Your task is to transcribe the entries below exactly, beginning with the line containing "target: man's hand" and ending with the final line, and to add nothing else.

========================================

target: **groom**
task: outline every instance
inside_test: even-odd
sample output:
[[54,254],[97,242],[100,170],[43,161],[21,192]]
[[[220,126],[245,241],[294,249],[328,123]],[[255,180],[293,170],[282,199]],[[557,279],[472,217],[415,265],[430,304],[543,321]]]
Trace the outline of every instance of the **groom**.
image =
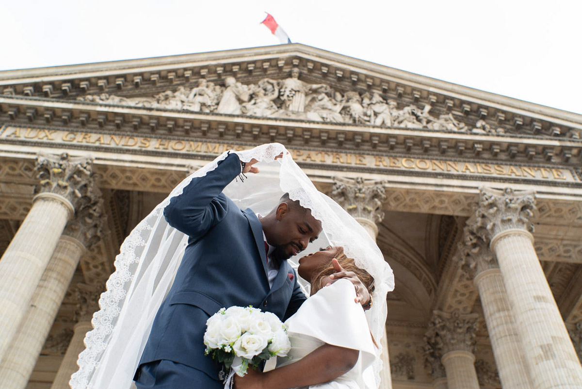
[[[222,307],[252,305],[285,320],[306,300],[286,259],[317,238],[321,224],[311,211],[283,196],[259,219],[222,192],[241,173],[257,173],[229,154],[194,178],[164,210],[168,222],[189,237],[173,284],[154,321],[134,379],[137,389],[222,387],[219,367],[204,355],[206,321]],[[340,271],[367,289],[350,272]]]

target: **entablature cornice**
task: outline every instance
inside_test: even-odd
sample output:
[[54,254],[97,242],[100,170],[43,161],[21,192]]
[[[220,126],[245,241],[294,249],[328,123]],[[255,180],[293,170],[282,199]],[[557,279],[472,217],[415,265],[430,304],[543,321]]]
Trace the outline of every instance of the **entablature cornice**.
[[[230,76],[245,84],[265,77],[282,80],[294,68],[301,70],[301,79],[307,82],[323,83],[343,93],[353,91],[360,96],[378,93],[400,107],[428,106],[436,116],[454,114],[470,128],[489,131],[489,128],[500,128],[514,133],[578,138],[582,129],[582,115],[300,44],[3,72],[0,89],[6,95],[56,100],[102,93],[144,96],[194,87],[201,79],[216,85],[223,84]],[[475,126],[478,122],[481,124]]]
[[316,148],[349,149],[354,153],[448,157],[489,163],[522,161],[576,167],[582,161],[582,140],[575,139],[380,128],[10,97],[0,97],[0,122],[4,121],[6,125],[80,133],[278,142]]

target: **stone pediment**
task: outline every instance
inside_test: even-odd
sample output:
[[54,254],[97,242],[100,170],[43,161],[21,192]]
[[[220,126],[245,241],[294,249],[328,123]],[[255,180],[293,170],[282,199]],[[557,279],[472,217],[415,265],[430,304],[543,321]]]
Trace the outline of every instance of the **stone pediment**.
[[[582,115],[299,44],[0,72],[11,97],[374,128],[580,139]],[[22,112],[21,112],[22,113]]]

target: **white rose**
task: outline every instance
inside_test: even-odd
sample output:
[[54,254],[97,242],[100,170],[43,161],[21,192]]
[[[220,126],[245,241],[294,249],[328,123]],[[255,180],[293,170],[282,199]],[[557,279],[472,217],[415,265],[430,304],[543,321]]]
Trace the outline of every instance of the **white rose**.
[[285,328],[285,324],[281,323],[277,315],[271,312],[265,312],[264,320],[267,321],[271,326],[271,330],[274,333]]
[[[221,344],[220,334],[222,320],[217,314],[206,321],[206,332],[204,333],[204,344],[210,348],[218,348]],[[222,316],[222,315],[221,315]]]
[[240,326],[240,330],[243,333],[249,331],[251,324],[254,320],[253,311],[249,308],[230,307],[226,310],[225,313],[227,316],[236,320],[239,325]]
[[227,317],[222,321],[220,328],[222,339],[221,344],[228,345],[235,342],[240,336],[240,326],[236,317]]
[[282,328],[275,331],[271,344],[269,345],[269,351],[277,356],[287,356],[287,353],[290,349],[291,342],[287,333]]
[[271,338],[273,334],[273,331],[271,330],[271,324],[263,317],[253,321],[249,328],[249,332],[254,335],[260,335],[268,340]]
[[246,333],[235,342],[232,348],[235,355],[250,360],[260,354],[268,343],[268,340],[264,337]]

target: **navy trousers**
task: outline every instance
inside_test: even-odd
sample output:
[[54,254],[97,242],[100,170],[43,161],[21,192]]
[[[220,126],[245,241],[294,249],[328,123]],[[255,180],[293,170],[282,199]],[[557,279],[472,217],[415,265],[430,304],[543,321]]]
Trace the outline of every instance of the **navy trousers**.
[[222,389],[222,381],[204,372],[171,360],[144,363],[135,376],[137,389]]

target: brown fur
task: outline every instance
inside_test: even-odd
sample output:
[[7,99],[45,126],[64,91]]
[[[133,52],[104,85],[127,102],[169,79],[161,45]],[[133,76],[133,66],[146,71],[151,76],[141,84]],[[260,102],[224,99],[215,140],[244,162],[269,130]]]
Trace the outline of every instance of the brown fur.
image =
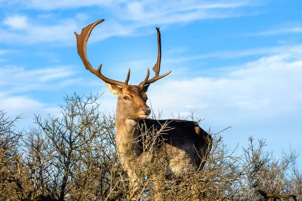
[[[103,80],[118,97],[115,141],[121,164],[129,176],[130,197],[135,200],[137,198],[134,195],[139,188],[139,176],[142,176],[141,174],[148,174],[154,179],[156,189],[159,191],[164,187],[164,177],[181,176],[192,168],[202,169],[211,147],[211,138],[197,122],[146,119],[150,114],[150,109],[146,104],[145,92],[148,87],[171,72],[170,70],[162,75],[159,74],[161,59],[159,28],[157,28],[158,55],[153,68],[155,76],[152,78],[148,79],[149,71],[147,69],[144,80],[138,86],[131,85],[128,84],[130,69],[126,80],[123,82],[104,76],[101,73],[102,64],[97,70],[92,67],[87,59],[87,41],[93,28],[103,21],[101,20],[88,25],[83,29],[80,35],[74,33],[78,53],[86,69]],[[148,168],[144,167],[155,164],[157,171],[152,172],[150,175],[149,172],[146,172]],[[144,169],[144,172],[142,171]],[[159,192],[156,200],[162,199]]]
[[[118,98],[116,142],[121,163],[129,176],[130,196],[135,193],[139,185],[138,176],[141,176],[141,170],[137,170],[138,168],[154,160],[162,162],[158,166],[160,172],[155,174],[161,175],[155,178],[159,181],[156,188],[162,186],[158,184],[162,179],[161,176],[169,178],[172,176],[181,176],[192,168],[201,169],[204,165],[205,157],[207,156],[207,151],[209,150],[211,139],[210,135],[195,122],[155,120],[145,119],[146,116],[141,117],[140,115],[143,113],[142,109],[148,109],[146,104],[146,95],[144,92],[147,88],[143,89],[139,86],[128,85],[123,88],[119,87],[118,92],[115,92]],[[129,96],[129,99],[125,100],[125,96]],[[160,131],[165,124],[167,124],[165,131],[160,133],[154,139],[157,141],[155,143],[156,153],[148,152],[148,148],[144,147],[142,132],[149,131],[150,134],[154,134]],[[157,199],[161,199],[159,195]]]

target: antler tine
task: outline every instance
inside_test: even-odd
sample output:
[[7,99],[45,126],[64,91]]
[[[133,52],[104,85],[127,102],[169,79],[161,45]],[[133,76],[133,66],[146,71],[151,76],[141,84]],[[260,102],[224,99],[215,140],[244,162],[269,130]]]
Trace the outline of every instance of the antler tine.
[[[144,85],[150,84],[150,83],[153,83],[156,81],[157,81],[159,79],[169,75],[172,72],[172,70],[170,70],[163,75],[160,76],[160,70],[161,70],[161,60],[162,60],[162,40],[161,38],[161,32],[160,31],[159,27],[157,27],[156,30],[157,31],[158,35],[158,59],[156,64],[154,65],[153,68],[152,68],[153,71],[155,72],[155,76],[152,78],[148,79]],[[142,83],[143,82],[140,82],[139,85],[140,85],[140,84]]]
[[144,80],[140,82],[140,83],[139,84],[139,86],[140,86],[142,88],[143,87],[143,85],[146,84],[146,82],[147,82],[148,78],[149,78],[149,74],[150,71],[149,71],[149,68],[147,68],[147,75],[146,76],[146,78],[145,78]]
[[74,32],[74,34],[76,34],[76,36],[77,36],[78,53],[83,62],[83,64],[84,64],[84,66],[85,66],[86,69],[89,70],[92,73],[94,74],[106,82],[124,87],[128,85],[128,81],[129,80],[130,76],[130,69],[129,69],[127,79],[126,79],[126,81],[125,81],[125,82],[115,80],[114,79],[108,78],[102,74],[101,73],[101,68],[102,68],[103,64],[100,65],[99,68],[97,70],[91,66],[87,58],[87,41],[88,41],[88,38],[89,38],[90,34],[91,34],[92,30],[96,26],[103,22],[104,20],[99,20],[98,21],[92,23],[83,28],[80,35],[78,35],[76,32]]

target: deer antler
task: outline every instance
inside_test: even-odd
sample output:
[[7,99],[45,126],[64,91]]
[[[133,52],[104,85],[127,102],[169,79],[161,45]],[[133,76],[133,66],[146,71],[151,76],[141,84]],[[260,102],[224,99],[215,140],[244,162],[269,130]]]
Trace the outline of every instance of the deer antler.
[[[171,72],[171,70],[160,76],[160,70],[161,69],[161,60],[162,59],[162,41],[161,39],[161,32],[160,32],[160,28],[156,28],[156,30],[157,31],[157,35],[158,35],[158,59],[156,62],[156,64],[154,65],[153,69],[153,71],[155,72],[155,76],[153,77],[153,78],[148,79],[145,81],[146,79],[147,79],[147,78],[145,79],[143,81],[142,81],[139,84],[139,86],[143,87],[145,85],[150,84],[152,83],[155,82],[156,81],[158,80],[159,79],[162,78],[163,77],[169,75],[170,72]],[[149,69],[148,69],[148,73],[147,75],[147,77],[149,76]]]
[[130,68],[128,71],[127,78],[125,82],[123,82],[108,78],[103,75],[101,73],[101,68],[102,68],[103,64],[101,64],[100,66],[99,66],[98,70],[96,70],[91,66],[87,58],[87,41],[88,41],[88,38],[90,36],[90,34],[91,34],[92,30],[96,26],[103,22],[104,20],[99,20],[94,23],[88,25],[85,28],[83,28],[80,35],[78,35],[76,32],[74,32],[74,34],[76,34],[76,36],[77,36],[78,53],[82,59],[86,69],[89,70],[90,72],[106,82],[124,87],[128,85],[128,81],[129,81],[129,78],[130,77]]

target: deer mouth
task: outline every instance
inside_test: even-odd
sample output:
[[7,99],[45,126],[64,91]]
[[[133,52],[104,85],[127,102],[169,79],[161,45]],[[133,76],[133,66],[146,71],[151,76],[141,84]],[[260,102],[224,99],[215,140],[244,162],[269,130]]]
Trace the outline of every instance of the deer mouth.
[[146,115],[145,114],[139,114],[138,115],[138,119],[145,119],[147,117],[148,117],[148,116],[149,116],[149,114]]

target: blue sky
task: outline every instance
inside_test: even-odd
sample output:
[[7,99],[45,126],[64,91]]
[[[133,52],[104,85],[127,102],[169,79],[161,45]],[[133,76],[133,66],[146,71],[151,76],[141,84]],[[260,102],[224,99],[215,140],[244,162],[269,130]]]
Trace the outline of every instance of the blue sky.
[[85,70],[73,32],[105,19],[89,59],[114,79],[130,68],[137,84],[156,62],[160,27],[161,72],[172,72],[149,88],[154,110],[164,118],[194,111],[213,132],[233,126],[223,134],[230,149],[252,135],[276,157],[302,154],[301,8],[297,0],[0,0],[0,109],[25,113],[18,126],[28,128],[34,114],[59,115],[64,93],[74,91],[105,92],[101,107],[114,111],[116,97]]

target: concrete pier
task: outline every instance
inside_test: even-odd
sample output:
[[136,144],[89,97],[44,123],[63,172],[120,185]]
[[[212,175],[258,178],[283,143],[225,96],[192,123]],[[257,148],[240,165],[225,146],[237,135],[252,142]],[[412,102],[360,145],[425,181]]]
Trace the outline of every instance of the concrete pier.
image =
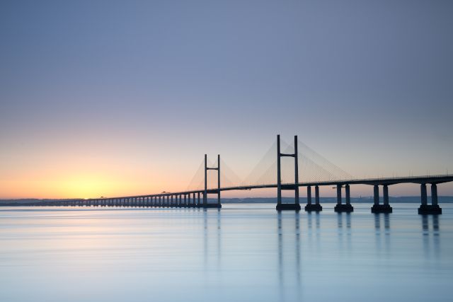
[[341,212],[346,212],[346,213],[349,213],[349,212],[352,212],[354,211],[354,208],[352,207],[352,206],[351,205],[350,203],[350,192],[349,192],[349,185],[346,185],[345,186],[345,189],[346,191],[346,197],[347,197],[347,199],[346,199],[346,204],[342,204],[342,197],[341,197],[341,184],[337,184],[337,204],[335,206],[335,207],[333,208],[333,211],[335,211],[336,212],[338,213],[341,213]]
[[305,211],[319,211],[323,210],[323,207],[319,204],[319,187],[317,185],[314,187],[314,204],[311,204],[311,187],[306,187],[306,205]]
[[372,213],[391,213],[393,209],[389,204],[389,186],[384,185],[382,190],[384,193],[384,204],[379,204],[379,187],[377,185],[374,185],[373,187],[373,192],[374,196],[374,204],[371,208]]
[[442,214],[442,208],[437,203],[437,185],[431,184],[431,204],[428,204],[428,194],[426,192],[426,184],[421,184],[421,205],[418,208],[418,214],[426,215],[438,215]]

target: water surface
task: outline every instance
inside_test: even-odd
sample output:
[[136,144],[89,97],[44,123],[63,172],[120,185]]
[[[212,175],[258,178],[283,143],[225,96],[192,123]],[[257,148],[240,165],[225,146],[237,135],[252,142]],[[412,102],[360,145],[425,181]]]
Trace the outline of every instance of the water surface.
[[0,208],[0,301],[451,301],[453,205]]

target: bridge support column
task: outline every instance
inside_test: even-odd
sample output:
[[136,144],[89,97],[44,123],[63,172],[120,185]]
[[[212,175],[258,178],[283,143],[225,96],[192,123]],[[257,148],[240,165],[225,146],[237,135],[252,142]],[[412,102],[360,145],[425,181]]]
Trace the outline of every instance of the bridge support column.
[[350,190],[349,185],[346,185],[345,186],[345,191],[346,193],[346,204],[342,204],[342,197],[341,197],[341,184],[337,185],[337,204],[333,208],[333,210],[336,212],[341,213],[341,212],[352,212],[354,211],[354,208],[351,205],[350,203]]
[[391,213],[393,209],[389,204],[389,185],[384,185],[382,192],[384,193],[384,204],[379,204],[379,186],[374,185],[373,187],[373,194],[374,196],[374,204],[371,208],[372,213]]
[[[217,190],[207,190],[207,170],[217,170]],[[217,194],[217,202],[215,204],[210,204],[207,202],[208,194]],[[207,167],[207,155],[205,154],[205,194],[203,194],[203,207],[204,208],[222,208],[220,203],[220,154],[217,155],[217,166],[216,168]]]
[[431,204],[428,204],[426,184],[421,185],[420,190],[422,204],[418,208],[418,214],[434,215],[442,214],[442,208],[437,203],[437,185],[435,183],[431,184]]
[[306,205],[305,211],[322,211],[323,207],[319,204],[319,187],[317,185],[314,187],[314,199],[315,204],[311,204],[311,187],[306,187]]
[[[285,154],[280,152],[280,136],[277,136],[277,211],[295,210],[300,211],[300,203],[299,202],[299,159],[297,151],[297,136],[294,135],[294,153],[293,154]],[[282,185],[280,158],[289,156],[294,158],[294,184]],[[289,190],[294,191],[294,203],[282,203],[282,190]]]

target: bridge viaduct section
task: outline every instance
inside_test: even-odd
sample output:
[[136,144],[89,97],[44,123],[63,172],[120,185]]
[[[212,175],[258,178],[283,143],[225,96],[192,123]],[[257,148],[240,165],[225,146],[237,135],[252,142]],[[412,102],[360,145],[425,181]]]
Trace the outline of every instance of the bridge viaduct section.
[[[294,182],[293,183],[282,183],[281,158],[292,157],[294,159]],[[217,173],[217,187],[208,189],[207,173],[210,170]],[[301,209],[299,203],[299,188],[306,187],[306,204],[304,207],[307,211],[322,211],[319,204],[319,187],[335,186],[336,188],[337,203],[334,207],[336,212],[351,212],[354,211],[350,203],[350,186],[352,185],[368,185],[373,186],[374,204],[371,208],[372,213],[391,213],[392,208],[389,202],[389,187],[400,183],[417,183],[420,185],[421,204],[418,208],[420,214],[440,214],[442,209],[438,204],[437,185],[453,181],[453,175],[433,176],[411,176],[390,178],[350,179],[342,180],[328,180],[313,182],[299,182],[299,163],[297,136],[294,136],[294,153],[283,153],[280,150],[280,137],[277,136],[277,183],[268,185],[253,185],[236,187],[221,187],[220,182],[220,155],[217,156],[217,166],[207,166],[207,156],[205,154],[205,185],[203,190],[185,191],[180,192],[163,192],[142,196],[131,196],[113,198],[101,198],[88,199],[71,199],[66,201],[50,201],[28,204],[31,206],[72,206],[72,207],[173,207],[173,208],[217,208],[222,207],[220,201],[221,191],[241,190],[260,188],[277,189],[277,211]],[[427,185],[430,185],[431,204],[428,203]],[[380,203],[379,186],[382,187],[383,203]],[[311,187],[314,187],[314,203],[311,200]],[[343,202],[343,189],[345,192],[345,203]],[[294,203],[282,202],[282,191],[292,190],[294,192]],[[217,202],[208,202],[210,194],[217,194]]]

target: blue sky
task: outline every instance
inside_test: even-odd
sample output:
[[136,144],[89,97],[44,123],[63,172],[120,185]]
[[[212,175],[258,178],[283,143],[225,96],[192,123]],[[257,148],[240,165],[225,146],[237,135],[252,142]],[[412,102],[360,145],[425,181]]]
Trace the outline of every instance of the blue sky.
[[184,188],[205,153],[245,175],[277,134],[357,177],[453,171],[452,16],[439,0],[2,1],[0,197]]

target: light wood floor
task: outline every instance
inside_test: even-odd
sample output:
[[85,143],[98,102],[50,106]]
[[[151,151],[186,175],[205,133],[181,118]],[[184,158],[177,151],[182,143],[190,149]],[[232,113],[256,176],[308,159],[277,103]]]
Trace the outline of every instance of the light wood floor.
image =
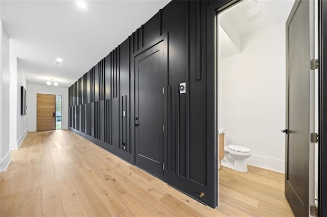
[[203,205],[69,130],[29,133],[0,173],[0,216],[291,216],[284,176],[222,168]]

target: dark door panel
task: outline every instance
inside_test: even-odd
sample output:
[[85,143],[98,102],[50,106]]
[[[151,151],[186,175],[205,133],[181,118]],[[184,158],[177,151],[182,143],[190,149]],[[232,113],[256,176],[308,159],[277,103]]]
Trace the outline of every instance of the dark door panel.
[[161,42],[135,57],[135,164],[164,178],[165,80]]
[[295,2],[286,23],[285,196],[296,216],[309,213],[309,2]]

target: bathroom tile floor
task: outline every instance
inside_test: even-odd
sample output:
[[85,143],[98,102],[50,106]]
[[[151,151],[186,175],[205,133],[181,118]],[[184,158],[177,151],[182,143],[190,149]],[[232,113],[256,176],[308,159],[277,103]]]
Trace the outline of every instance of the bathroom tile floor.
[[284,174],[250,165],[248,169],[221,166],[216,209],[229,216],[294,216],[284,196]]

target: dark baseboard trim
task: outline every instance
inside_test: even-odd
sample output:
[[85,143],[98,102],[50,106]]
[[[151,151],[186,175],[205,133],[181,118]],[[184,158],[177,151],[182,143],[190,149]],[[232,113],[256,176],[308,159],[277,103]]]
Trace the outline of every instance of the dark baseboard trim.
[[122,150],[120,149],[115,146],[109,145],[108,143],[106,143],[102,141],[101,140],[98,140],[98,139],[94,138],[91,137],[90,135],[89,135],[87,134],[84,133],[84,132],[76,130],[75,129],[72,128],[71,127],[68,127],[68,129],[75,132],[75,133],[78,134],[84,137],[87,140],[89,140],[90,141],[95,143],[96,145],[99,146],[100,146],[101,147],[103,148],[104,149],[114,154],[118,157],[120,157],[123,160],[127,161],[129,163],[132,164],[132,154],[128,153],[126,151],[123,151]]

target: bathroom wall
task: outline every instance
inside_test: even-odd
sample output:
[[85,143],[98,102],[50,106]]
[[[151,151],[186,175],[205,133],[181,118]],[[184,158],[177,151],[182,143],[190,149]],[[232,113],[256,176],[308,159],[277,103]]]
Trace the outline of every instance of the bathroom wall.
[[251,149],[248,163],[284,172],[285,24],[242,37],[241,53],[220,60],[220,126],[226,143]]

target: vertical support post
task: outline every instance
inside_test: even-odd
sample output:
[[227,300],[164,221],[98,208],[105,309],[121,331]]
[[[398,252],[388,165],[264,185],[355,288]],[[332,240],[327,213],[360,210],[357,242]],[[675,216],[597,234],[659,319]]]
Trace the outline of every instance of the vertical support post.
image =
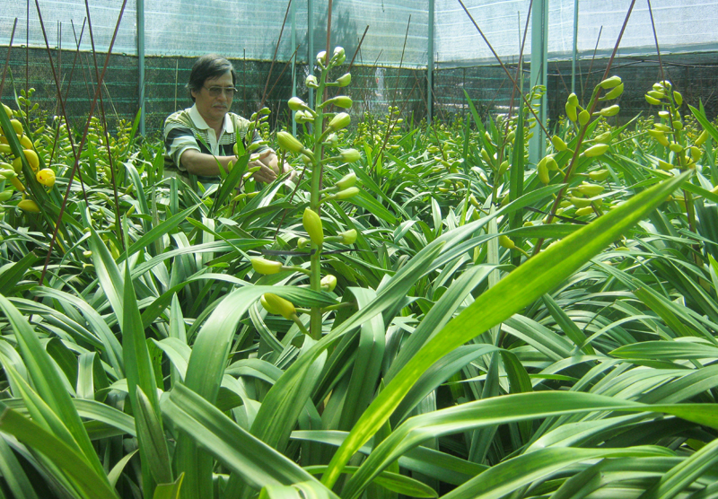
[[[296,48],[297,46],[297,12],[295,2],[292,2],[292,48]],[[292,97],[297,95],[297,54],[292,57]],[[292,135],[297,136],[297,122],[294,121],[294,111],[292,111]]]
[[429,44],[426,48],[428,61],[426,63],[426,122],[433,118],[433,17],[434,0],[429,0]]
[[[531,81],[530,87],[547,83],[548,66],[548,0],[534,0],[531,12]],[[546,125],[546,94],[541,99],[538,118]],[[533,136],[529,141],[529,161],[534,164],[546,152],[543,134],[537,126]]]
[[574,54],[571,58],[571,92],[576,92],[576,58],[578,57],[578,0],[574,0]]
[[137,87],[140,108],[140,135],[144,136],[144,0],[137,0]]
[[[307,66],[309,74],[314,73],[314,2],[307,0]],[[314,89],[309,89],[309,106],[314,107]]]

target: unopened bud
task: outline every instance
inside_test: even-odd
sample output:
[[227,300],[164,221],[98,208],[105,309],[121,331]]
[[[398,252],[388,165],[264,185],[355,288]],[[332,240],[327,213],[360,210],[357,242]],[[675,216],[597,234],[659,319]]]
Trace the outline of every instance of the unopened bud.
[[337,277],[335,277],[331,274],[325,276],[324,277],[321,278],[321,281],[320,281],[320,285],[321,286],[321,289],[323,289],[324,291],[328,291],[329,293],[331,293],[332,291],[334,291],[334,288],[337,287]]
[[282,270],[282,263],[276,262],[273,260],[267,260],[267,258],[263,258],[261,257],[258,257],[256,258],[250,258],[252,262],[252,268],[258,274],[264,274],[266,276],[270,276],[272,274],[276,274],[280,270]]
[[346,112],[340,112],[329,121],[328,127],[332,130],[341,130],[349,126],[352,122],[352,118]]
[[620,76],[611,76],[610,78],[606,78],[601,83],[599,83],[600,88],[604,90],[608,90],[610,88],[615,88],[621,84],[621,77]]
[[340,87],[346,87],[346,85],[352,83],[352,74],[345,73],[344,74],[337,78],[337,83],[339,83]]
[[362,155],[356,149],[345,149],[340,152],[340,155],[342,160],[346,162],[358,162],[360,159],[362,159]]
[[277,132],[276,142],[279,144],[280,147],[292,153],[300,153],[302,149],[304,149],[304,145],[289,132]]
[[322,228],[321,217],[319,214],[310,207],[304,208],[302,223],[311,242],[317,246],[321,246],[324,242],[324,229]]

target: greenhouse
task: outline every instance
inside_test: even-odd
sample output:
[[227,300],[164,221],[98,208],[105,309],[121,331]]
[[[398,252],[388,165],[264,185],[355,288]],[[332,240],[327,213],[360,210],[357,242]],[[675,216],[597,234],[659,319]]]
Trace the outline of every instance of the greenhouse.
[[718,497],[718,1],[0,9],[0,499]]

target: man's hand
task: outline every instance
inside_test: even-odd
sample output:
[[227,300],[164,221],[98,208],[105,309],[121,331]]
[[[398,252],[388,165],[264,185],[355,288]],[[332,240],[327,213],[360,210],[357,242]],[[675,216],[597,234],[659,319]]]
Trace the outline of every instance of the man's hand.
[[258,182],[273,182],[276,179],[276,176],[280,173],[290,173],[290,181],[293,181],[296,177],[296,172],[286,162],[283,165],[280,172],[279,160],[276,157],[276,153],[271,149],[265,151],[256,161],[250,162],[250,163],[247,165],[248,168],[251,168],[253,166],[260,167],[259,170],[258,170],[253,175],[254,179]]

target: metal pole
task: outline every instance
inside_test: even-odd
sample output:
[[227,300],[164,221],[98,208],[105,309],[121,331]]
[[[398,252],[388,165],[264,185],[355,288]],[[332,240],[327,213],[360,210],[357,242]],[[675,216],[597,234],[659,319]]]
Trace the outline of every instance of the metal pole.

========================================

■ EXERCISE RESPONSE:
target: man's hand
task: outline every instance
inside_test: even-odd
sample output:
[[227,300],[164,221],[98,208],[105,309],[121,331]]
[[[398,252],[388,165],[264,185],[355,288]],[[332,240],[327,213],[360,210],[357,242]],[[675,216],[597,234],[659,319]]]
Trace the outline of every instance of the man's hand.
[[258,182],[273,182],[276,179],[276,176],[280,173],[290,173],[290,181],[293,181],[296,177],[296,172],[286,162],[283,165],[280,172],[279,160],[276,157],[276,153],[271,149],[265,151],[256,161],[250,162],[250,163],[247,165],[248,168],[251,168],[253,166],[260,167],[259,170],[258,170],[253,175],[254,179]]

target: metal pole
task: outline every instance
inside_test: even-odd
sample output:
[[227,300],[164,221],[98,208],[105,309],[121,331]]
[[[398,252],[388,165],[264,185],[355,288]],[[332,240],[327,213],[360,210],[357,242]],[[675,216],[597,234],[659,319]]]
Trace the outline of every instance of the metal pole.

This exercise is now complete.